▶ _Provided text_:
[BEGIN]

Online dating is crushing my soul and my confidence

Trying to date in today’s world is seriously hurting my confidence and my soul.

I (28F), have been single for 2 years. I was in a long term relationship and decided I couldn’t see myself marrying him like I thought I could. We were stuck in a routine of basically grabbing dinner on weekends and watching tv. It felt like every weekend was like this. I mentioned it to him, he promised he’d help change things, but never made an effort. I started to feel like I was alone with someone right next to me. I wanted to move to a new city and he didn’t want to leave his family. Eventually I ended it. I felt nothing when we broke up. Not even that sad. It was strange, but I think I mentally prepared myself for this a few months back and cried all my tears then, that by the time I did it, I just felt numb. He moved on very quickly. Within weeks he had a new gf, and I couldn’t help but feel butthurt about it. Especially after seeing everything on social media. He’d do things with and for her that he wouldn’t and didn’t do for me. I was definitely hurt.

A year after the breakup, I found the courage to move 900 miles from home to the city I dreamed of. Nashville. A month after I moved, him and the GF also moved there. The city he wouldn’t move to with me, was now a place he called home with HER. Pissed is an understatement.

Long story short- I signed up for all the dating apps when we broke up, but took the first year of being single to really just figure myself out. I’ve been seriously trying to find someone for the last year. I have never felt so discouraged in my life. While I have over 1000 matches on tinder, and who knows how many on bumble, I feel like the quality of guys is crap. Besides those apps, I’m on coffee meets bagel, hinge, POF and okcupid. I am very straight to the point with what I’m looking for, write it right in my bio that I am not looking for a hookup. All I find are “here for a good time not a long time” guys in a tourist city.

I’ve been on a few dates over the last year, but no one seems worth giving a second date to. I am open, honest and a great communicator. I don’t think I’m awful looking (curvy, blonde hair, blue eyes, good personality) but I can’t help but feel my confidence sinking as the weeks go on. All I want is to find “my person” and it just seems so impossible.

It’s exhausting putting myself out there, texting with guys getting to know them, only for them to not be who they seem.

All the good ones seem to be taken, and I feel like it’s so hard for people to just focus on one person when there are SO many at the swipe of the screen to talk to.

Anyone else just feel completely defeated in this new world of dating? I try to meet people in the real world too, but it’s not as easy as you’d think.

Edit: I know my ex is in the same new city as I am because I had to vouch for him when he applied to be on their police department. They check with all of their exes to see what kind of person they were. I’m also friends with his sister, so she has spoken about him too. I’ve spent the last 2 years figuring out myself, making myself happy, and I really know what I want. I’m ready to share my life with someone, and think I’ve done a good job at being alone and I finally feel ready to meet someone special.

[END]

▶ _Stored data_:
[BEGIN]

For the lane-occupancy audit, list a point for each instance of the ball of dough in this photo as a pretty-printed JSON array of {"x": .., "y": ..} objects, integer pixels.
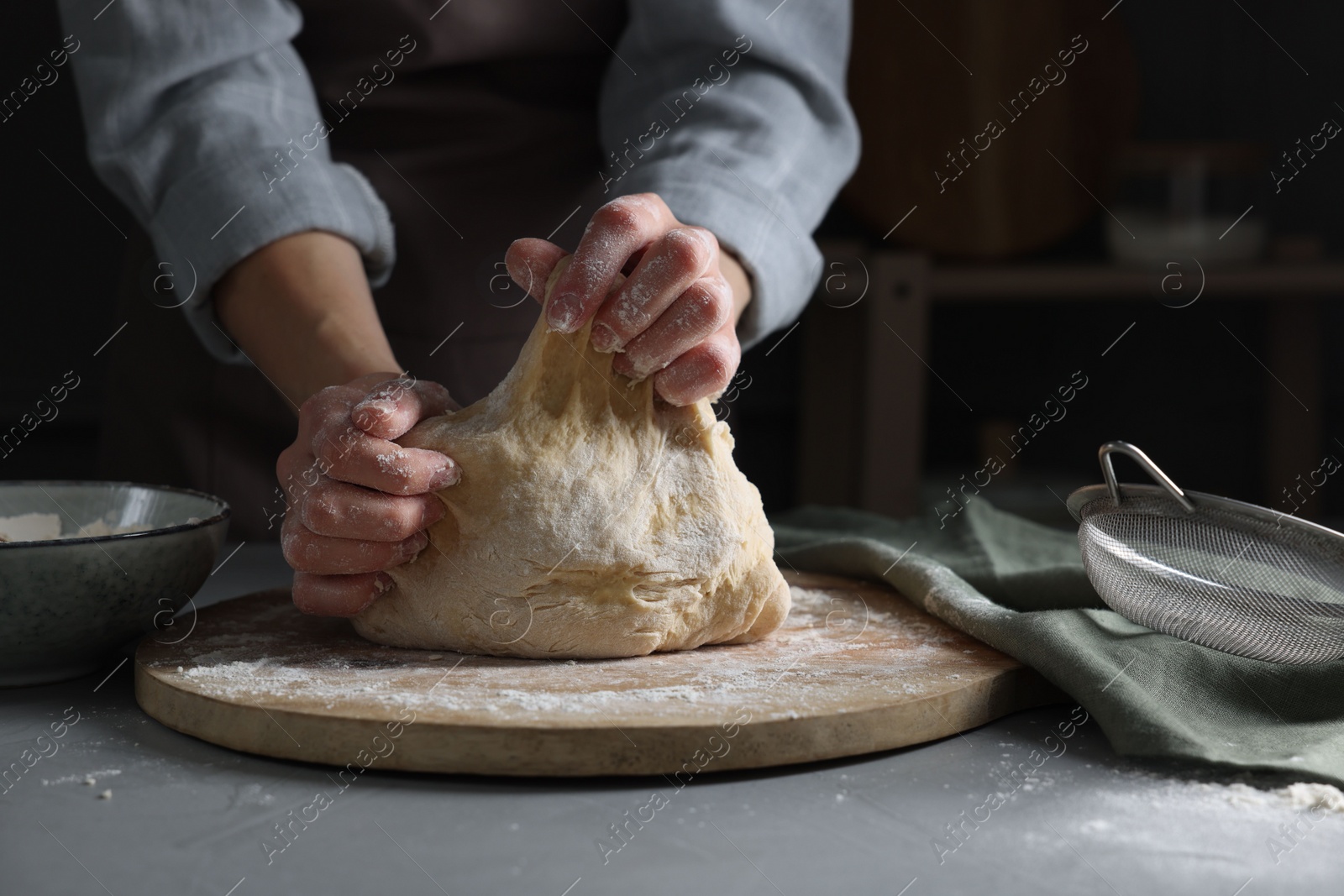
[{"x": 591, "y": 521}]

[END]

Rewrite the post about online dating, covering everything from "Anyone else just" down to "as you’d think.", with "defeated" changed to "worn down".

Anyone else just feel completely worn down in this new world of dating? I try to meet people in the real world too, but it’s not as easy as you’d think.